===== Textauszug
Mittenzwey-Okular
Das „Mittenzwey-Okular“ wurde in den 1880er Jahren von Moritz Mittenzwey (1836–1889) für Teleskope entwickelt. Es ist eine Weiterentwicklung des Huygens-Okulars, eines der ältesten annähernd farbreinen Linsensysteme. Huygens hatte um 1670 gezeigt, dass sich die Farbfehler (chromatische Aberration) im achsnahen Bereich der Instrumente deutlich verringern lassen, wenn man die damals nur einfachen Okularlinsen durch ein System zweier plankonvexer Linsen im geeigneten Abstand ersetzt. Das Huygens-Okular hatte allerdings nur ein kleines Gesichtsfeld.
Mittenzwey erkannte, dass die Farbfehler noch geringer werden, wenn man statt plankonvexer Linsen zwei Menisken (konkav-konvexe Sammellinsen) kombiniert. Vor allem aber erweitert sich das Gesichtsfeld auf fast 50°, was für Jahrzehnte unübertroffen blieb.
Mittenzwey entwickelte um 1886 einen neuartigen Okulartyp, der später nach ihm benannt wurde. Hartmann & Braun in Bockenheim (heute zu Frankfurt am Main) fertigten als erste Firma solche Okulare, sandten drei Exemplare zur Prüfung an Miklós Konkoly-Thege in Ungarn und stellten zwei verschiedene Okulare dieses Typs bei der Ausstellung wissenschaftlicher Instrumente, Apparate und Präparate aus, die 1886 anlässlich der 59. Versammlung deutscher Naturforscher und Ärzte in Berlin stattfand. Die einzige zeitgenössische Beschreibung dieser Okulare lieferte Konkoly. Mittenzwey veröffentlichte zwar selbst 1886 eine kleine Arbeit über Okulare, diese bezog sich aber nur auf deren optische Theorie.
Aufbau
Das Mittenzwey-Okular besteht aus zwei konkav-konvexen Linsen im Abstand ihrer mittleren Brennweite. Die beiden hohlen (konkaven) Linsenflächen schauen nach hinten, dem Auge zugewandt. Zwischen der Feld- und der Augenlinse liegt die Brennebene mit einer Blende, die störende Reflexe von den Seitenwänden der Okularhülse bzw. des Fernrohrs verringert.
==========
===== Angezeigte Datensätze
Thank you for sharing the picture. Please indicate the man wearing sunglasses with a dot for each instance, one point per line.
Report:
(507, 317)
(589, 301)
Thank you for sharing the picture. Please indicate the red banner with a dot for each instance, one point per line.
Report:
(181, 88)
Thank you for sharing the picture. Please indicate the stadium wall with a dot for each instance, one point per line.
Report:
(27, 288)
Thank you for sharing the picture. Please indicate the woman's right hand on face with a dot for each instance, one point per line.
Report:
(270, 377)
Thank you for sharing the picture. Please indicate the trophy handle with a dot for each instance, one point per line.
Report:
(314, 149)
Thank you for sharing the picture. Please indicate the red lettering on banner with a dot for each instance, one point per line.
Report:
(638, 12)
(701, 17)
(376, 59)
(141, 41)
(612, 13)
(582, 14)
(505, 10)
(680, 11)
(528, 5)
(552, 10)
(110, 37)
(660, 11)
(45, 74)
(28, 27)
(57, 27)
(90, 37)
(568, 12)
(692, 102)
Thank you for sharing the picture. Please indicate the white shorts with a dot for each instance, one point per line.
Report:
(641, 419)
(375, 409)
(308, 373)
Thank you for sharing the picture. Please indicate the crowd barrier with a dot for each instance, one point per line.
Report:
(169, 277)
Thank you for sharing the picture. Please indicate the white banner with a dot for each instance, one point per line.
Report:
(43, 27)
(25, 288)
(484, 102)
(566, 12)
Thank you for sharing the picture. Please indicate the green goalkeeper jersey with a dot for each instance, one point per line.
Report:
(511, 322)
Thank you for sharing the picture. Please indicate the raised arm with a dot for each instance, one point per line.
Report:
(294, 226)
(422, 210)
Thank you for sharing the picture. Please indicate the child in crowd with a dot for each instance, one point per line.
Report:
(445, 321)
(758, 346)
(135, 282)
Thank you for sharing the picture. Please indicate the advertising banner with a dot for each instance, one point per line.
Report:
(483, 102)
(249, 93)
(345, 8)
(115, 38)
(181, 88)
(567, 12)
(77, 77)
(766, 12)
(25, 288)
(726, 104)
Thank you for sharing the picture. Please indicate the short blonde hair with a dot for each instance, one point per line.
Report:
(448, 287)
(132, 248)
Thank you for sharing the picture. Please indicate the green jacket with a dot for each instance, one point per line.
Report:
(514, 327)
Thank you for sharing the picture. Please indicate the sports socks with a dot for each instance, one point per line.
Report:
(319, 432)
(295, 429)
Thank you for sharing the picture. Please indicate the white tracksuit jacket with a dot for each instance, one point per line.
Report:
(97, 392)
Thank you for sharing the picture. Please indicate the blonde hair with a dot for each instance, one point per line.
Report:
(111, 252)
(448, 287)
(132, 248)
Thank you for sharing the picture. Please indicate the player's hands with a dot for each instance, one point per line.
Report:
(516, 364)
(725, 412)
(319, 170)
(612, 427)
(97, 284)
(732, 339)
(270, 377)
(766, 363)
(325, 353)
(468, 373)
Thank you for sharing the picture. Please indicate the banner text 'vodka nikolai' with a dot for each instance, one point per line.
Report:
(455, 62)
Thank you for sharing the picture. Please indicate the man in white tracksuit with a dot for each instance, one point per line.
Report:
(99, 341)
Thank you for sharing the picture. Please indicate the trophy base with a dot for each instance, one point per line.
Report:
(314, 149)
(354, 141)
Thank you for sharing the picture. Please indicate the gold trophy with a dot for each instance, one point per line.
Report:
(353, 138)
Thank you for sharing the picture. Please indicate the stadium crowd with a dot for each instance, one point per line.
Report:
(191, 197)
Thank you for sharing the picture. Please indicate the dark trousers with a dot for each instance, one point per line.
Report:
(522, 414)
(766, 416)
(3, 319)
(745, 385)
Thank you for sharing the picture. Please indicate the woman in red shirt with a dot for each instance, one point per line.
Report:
==========
[Arbeitsauftrag 1]: Prüfen Sie anhand des Textauszugs zum Mittenzwey-Okular, ob die folgenden Aussagen zutreffen: (a) Das Gesichtsfeld des Mittenzwey-Okulars erweitert sich auf fast 50°. (b) Mittenzwey lieferte selbst die einzige zeitgenössische Beschreibung dieser Okulare. (c) Die konkaven Linsenflächen sind vom Auge abgewandt. Beantworten Sie jede Aussage mit Ja oder Nein und zitieren Sie die ausschlaggebende Textstelle wörtlich.
[Arbeitsauftrag 2]: Schreiben Sie aus dem Textauszug zum Mittenzwey-Okular den Abschnitt von „Mittenzwey erkannte, dass“ bis einschließlich „Jahrzehnte unübertroffen blieb.“ wortgetreu ab.

[Ergebnis 1]:
(a) Ja: „Vor allem aber erweitert sich das Gesichtsfeld auf fast 50°“
(b) Nein: „Die einzige zeitgenössische Beschreibung dieser Okulare lieferte Konkoly.“
(c) Nein: „Die beiden hohlen (konkaven) Linsenflächen schauen nach hinten, dem Auge zugewandt.“

[Ergebnis 2]:
Mittenzwey erkannte, dass die Farbfehler noch geringer werden, wenn man statt plankonvexer Linsen zwei Menisken (konkav-konvexe Sammellinsen) kombiniert. Vor allem aber erweitert sich das Gesichtsfeld auf fast 50°, was für Jahrzehnte unübertroffen blieb.